PROBLÈME POSÉ 1: Dressez la liste de toutes les personnes nommées dans le texte sur le commerce et la paix.
PROBLÈME POSÉ 2: Donnez la suite du texte sur le commerce et la paix, en reprenant après sa dernière phrase.

TEXTE EXTRAIT:
---
" Osons un débat éclairé "

Le commerce peut-il encore pacifier les relations internationales ?

Depuis Montesquieu, s’est développée l’idée que le commerce, en adoucissant les mœurs, serait vecteur de paix entre les peuples. Pourtant, de la Première Guerre mondiale aux menaces d’un conflit sino-américain autour de Taïwan, en passant par la guerre en Ukraine, nombreux sont les exemples ayant démontré l’invalidité de cette théorie.

Comme l’observe dans cette note Sylvie Matelly, directrice adjointe de l’IRIS, il faut en fait revenir à la vision originelle du penseur : ce n’est pas le commerce qui assure la paix, c’est le refus de la guerre qui permet le commerce. S’il est vrai que l’intensification des échanges commerciaux a pu correspondre à un développement de la paix, cela fut surtout le cas entre pays développés, l’Europe en étant le meilleur exemple. Ceux-ci, bénéficiant de termes de l’échange avantageux sur les pays moins développés, y délocalisèrent leurs usines après y avoir délocalisé leurs guerres. C’est parce que les grandes puissances ont décidé que le commerce était une alternative à la guerre plus profitable qu’elles l’ont développé et établi des institutions pour le régir.

La guerre en Ukraine, première guerre entre deux pays membres de l’OMC, sonne la fin d’un certain ordre mondial. Pour Sylvie Matelly, nous n’avons désormais d’autre choix que de sortir de cette vision naïve selon laquelle nouer des relations commerciales intenses permettrait d’éviter la guerre. Pour préserver la paix, il nous faut désormais inventer un nouveau commerce international, plus inclusif, porteur de développement et de sécurité humaine.

Introduction

Quel point commun y a-t-il entre la Première Guerre mondiale, la guerre en Ukraine et la perspective que la Chine envahisse Taïwan dans les années qui viennent ? Entre la première guerre mondiale et l’Ukraine, beaucoup citeraient la violence de ces deux guerres et l’intensité des combats sur le front conduisant souvent à comparer la bataille de Bakhmout à celle de Verdun en 1916. Pourtant, si l’on inclut Taïwan dans la comparaison, le point commun relève plus de l’illusion que nous avons depuis longtemps que le commerce et les interdépendances économiques entre pays rivaux pouvaient empêcher la guerre.

Dans un ouvrage paru en 1909, Norman Angell expliquait en effet cela pour l’Allemagne, la France et le Royaume-Uni quelques mois à peine avant le déclenchement de la Première Guerre mondiale. Il développait l’idée qu’entre deux économies qui commercent le coût de la guerre est si désastreux qu’elles n’ont que le choix de la paix. Norman Angel prédit ainsi qu’une guerre en Europe est impossible et que si elle a lieu, elle ne durera pas. Pour autant, si l’ouvrage a reçu un tel succès à sa sortie et qu’il fut traduit quasi simultanément en 11 langues, c’est peut-être aussi parce qu’en réalité, l’idée qu’il puisse exister un moyen d’éviter les guerres rassure. Cette illusion dénoncée par Paul Krugman dans un récent article du New York Times renvoie aussi à l’histoire tout aussi illusoire d’une mondialisation heureuse. Certes, le développement inédit des liens économiques, commerciaux et financiers ces 30 dernières années a permis à beaucoup de sortir de la très grande pauvreté et même d’accéder à la consommation. La mondialisation a toutefois aussi mis en danger certaines populations face aux aléas liés aux changements climatiques ou au risque de déclassement sans pour autant véritablement permettre une pacification irréversible des relations internationales.
---
DONNÉES FOURNIES:
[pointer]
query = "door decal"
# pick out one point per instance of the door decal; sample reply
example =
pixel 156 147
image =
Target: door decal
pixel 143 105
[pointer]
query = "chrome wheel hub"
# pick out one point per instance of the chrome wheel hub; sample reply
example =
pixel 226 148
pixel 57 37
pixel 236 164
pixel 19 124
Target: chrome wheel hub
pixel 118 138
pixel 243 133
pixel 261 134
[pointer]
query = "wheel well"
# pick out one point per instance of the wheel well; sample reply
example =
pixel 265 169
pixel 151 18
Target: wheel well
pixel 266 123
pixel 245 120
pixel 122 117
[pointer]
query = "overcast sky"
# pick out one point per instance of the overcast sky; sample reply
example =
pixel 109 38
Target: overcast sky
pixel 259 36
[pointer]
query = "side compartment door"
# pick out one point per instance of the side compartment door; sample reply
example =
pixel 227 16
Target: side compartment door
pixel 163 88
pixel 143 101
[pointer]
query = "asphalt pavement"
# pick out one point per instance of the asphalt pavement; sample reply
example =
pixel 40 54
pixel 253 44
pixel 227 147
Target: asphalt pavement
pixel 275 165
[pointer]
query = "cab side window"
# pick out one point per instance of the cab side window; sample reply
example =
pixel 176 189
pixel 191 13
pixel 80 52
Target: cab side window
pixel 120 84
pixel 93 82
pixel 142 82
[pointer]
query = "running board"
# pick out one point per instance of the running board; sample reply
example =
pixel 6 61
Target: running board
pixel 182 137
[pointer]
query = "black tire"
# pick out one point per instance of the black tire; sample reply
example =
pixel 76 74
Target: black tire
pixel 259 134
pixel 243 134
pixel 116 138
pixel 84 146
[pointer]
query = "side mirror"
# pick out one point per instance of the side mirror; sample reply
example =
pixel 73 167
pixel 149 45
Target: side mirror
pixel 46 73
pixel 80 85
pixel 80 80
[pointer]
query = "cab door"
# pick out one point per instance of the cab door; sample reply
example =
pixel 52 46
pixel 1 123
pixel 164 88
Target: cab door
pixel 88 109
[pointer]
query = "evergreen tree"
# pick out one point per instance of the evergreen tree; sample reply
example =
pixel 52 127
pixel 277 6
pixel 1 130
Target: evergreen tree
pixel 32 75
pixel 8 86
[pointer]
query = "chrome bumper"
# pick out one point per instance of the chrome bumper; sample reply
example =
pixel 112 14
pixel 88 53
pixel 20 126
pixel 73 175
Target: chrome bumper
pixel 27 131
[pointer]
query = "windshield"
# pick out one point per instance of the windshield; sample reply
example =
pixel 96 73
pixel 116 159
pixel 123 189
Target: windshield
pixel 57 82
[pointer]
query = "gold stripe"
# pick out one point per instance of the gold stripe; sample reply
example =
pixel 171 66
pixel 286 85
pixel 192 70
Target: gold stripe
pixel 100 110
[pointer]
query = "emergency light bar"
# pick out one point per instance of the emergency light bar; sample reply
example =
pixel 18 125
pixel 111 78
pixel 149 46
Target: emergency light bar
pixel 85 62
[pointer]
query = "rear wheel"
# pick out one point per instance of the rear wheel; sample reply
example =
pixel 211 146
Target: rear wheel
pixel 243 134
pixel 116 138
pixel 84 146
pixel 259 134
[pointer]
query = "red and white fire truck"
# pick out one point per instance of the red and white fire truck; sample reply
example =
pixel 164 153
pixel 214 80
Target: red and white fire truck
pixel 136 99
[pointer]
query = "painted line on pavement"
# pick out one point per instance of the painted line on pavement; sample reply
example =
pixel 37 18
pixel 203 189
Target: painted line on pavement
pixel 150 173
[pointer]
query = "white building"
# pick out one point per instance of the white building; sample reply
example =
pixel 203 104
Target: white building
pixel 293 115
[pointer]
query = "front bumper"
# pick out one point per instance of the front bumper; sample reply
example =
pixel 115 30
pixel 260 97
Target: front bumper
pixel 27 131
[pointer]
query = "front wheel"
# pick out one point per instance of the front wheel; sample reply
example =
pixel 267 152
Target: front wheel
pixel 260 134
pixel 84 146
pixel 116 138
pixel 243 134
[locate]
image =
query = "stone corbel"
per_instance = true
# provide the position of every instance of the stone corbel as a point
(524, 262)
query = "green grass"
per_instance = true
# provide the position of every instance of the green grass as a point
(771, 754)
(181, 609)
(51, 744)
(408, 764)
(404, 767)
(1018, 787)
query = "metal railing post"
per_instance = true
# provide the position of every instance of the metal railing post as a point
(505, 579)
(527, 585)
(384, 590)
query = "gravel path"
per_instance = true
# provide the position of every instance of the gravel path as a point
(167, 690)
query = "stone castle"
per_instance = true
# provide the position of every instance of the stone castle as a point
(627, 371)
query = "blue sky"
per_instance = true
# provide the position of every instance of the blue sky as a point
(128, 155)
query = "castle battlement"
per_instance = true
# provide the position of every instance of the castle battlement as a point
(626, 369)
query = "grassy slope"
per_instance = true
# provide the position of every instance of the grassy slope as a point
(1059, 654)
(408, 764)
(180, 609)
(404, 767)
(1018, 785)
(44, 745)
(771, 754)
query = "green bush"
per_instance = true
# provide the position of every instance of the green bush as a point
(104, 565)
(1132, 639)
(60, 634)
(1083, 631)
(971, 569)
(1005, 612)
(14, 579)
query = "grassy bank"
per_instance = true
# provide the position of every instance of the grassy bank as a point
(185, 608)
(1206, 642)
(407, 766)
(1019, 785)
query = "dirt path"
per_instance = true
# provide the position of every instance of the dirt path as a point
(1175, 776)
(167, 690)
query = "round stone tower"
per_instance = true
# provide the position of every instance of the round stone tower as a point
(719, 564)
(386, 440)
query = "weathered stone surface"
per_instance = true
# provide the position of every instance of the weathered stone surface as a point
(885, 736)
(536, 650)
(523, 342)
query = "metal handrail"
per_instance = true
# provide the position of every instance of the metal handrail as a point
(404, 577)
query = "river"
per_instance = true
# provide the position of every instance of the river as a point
---
RÉSULTAT DE L'EXERCICE 1:
- Montesquieu
- Sylvie Matelly
- Norman Angell
- Paul Krugman

RÉSULTAT DE L'EXERCICE 2:
Il est certain par contre que le protectionnisme ou le mercantilisme sont des facteurs de tensions donc de conflits et à l’heure des replis sur soi, d’une certaine forme de fragmentation des relations internationales, voire d’un risque de démondialisation, cet article interroge le lien entre commerce et paix.

Un commerce qui adoucit les mœurs ?

« C’est presque une règle générale, que partout où il y a des mœurs douces, il y a du commerce, et que partout où il y a du commerce, il y a des mœurs douces » – Montesquieu.

Un commerce porteur de liberté…

Albert Hirschman, cité par l’historienne Catherine Larrère, démontre dans son ouvrage « Les passions et les intérêts » que c’est la croyance d’un effet pacificateur du commerce qui justifiât la recherche du gain et des profits et par conséquent, accompagna l’émergence du capitalisme en Europe. Le marché devient ainsi un moyen de pacifier les relations internationales par l’appât du gain. Cette analyse rejoint la vision libérale de l’économie portée par l’économiste Milton Friedman à la fin des années 1960 et qui a inspiré les politiques libérales dans les années 1980 et après. L’État est le problème et le libre-échange, une solution au sens où il réduit l’intervention publique donc sa capacité de nuisance.

Ce n’est donc pas totalement un hasard si le commerce a été un moyen de construire la paix comme au sortir de la Seconde Guerre mondiale en 1945 ou à la fin de la guerre froide, au début des années 1990. En effet, dans les années 1940, partant du constat que la crise de 1929 et les replis sur soi protectionnistes qu’elle avait occasionnés expliquaient la guerre, les États-Unis sont convaincus que seul le commerce international peut assurer une paix durable. Ils proposent donc d’organiser les relations internationales afin qu’elles permettent ce développement des liens commerciaux. La Pax Americana se construit, autour d’un ordre économique international structuré à Bretton Woods en 1944, par des organisations internationales dont le principal objectif est de permettre le développement des relations commerciales entre les vainqueurs et vaincus de la guerre : Le Fonds monétaire international (FMI), la Banque internationale pour la reconstruction et le développement (BIRD) qui devient la Banque mondiale au tournant des années 1960 et l’Organisation internationale du Commerce qui ne verra jamais le jour bloquée par le Congrès des États-Unis.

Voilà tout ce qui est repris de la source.